(Beginning of DATA SHOWN)

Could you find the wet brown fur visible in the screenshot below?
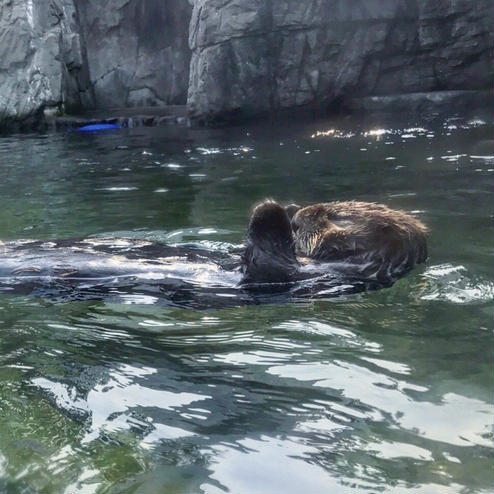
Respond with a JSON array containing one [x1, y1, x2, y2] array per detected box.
[[292, 201, 428, 280]]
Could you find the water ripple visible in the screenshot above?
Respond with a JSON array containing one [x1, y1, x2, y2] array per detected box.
[[0, 118, 492, 494], [421, 264, 494, 304]]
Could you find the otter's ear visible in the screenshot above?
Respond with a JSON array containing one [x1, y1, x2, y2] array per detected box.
[[284, 204, 301, 221]]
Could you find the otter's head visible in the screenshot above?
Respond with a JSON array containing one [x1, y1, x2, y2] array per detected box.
[[291, 204, 333, 256], [241, 200, 299, 285]]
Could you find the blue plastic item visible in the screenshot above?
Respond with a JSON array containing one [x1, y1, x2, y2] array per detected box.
[[76, 123, 121, 132]]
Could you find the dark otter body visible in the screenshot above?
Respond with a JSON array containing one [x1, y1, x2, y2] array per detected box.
[[291, 201, 427, 282], [241, 201, 299, 285], [241, 200, 427, 286], [0, 238, 240, 280], [0, 238, 247, 308], [0, 201, 427, 306]]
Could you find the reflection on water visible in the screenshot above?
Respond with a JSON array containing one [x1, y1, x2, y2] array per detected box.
[[0, 115, 492, 493]]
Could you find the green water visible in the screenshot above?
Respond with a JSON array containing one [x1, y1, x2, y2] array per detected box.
[[0, 116, 492, 493]]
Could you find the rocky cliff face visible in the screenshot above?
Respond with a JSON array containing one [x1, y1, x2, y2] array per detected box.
[[0, 0, 492, 129], [0, 0, 192, 129], [0, 0, 92, 128], [77, 0, 192, 108], [187, 0, 493, 122]]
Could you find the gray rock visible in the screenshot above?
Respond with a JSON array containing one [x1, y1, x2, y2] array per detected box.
[[77, 0, 192, 108], [187, 0, 494, 123], [0, 0, 192, 129], [347, 90, 494, 121], [0, 0, 492, 129], [0, 0, 91, 129]]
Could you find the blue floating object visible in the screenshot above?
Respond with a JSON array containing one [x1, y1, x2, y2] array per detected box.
[[76, 123, 121, 132]]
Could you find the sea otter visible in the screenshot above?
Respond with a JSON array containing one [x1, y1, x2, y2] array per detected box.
[[241, 200, 427, 285], [0, 238, 245, 307], [0, 200, 427, 306], [290, 201, 428, 281], [241, 200, 298, 285]]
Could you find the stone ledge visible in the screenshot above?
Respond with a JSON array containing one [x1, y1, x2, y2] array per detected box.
[[346, 90, 494, 118], [187, 90, 493, 127], [50, 106, 188, 131]]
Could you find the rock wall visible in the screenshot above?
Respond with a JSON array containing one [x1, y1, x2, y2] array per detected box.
[[0, 0, 92, 128], [77, 0, 192, 108], [187, 0, 494, 122], [0, 0, 492, 129], [0, 0, 192, 129]]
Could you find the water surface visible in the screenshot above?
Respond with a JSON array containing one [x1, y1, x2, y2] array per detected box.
[[0, 115, 492, 493]]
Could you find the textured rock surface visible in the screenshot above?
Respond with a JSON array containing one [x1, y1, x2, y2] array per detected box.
[[0, 0, 92, 128], [188, 0, 494, 122], [77, 0, 192, 108], [0, 0, 192, 129], [1, 0, 492, 129], [347, 90, 493, 118]]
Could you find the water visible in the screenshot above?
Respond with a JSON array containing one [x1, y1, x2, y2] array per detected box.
[[0, 115, 492, 493]]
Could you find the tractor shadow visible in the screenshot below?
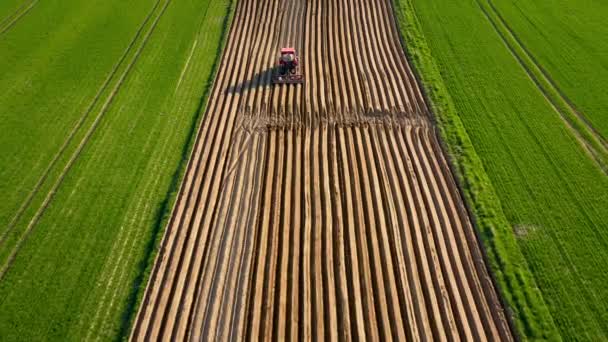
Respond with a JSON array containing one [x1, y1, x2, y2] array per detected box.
[[225, 67, 276, 94]]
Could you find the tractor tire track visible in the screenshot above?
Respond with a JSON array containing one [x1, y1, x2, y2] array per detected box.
[[0, 0, 39, 36], [476, 0, 608, 174], [131, 0, 513, 339], [485, 0, 607, 150]]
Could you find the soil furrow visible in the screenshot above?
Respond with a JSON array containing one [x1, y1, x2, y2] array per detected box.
[[131, 0, 513, 339]]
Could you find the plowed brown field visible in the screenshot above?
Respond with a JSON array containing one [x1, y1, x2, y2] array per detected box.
[[130, 0, 513, 339]]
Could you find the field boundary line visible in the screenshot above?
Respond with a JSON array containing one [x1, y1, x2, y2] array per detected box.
[[477, 0, 608, 174], [392, 6, 513, 336], [392, 0, 560, 338], [0, 0, 39, 36], [0, 0, 166, 247], [127, 0, 238, 337], [0, 0, 174, 282], [104, 2, 234, 339]]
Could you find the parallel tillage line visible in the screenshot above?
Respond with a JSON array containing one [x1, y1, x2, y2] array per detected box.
[[130, 0, 514, 339]]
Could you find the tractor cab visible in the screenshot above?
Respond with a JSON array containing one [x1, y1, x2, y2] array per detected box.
[[273, 47, 304, 84]]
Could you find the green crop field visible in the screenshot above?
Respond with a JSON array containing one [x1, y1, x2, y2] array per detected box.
[[396, 0, 608, 339], [0, 0, 231, 339]]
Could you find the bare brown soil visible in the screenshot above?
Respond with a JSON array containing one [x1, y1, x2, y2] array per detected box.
[[130, 0, 513, 339]]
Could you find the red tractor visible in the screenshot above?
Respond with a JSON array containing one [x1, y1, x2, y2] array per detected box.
[[273, 47, 303, 84]]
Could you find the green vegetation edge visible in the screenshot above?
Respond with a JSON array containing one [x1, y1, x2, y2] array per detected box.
[[393, 0, 560, 339], [120, 0, 237, 339]]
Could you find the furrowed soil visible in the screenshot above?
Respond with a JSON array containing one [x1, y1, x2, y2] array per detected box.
[[131, 0, 513, 339]]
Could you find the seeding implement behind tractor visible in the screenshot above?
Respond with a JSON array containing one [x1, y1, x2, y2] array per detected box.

(End of DATA SHOWN)

Write out, from the lines above, only those from the line with "Could you find the tractor cab" to the line with "Could you find the bare", exactly as given, including the first and the last.

(YOUR RESPONSE):
Could you find the tractor cab visible in the screenshot above?
Respond with a JSON array containing one [x1, y1, x2, y2] array per detected box.
[[273, 47, 304, 84]]
Could you find the green crop field visible in the screenshot above?
Respond with a JSON array containing one [x1, y1, x2, y2] array per detected box.
[[396, 0, 608, 339], [0, 0, 231, 339]]
Could you find the bare brown soil visible in the screenshot above?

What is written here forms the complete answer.